● TEXTABSCHNITT:
# Headset Kauf Beratung



## Diabeetus94 (13. September 2018)

Hallo liebe  PC-G Community,
ich hab seit  Jahren folgendes Problem  , ich finde kein geeignetes für meinen dicken Schädel. 
Ich hab bisjetzt alles erdenkliche Probiert  und getestet an Headsets oder Kopfhörer.
Wirklich alles und ich hab mich stets an Premium Headsets bedient , da ich auf jedenfall etwas Komfortables haben möchte.
Problem bei mir ist egal welches Over Ear  HS, verursacht bei  mir nach längerem Tragen  extremen Druck oder einfach nur Kopfschmerzen.
Deswegen musste ich mich mit billigen Logitech H390 Skype Headsets  zufrieden geben , welche On Ear sind.
Ich hab  folgende Headsets getestet:
-Sennheiser Game Zero
-Logitech  G430 / G35 kabel
-Triton 720
-Beyerdynamics mmx300 
-Steelseries V2 / Arctis 5 

Wie ihr sehen könnt wirklich das beste was es damals und heute aufm Markt gab/gibt.
Am besten im gesamt Paket waren wirklich  die Beyerdynamic MMX300. Ortung und Mic waren einfach nur Göttlich.
Ich bin ehrlich gesagt komplett verzweifelt weil ich den Unterschied zwischen all den Headsets gespürt habe zu meiner Logitech Gurke.

Gibt es evtl ein Kopfhörer mit oder ohne Mikrofon , was auf meinen Schädel passt ? Oder On Ear Headsets  welche für alles gut sind heißt Zocken, Musik hören
Ich bin wirklich kein Audio Experte, der wirklich auf jedes Detail achtet .
Hauptsache es klingt klar und natürlich , nicht etwa Künstlich .

Würden Evtl die Beyerdynamic Aventho   sich eignen auch zum Orten von Gegnern ? und allgemein fürs die Nutzung am Pc.
Preis Technisch liegt meine grenze wirklich bei 300-400 Euro  . 

Ich hoffe ihr könnt mir  Tipps geben.
Und jetzt schon mal tut mir leid falls ich komisch geschrieben habe , hatte Frühschicht und bin nicht auf Geistiger Höhe.

Mit herzlichem Gruß


----------



## Zybba (13. September 2018)

● ERFORDERLICHE SCHRITTE:
1. Beantworte die folgenden Fragen zum Forumsbeitrag.
(a) Welches Headset war für den Verfasser im Gesamtpaket am besten?
(b) Wo liegt die Preisgrenze des Verfassers?
(c) Mit welchen Headsets musste sich der Verfasser zufriedengeben?
2. Nenne alle Headsets, die der Verfasser laut Forumsbeitrag getestet hat.
3. Gib den Teil des Forumsbeitrags wortgetreu wieder, der mit den Worten beginnt, die „Wirklich alles und“ enthalten, und mit „On Ear sind.“ endet.

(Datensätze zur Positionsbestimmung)
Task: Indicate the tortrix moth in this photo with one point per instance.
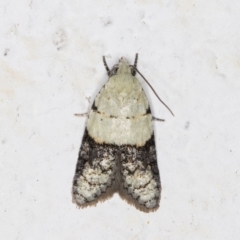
(118, 147)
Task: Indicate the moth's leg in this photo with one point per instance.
(81, 114)
(106, 66)
(158, 119)
(135, 65)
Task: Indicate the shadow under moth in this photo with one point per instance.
(118, 151)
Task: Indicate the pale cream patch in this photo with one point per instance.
(122, 96)
(119, 131)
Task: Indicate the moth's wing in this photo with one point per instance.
(140, 179)
(94, 178)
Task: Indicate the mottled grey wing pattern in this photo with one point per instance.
(103, 169)
(94, 178)
(140, 184)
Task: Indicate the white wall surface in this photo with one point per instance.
(51, 67)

● ERGEBNISSE JE AUFGABE:
1.
(a) Die Beyerdynamic MMX300.
(b) Bei 300–400 Euro.
(c) Mit billigen Logitech H390 Skype Headsets, die On Ear sind.

2.
- Sennheiser Game Zero
- Logitech G430 / G35 kabel
- Triton 720
- Beyerdynamics mmx300
- Steelseries V2 / Arctis 5

3.
Wirklich alles und ich hab mich stets an Premium Headsets bedient , da ich auf jedenfall etwas Komfortables haben möchte.
Problem bei mir ist egal welches Over Ear  HS, verursacht bei  mir nach längerem Tragen  extremen Druck oder einfach nur Kopfschmerzen.
Deswegen musste ich mich mit billigen Logitech H390 Skype Headsets  zufrieden geben , welche On Ear sind.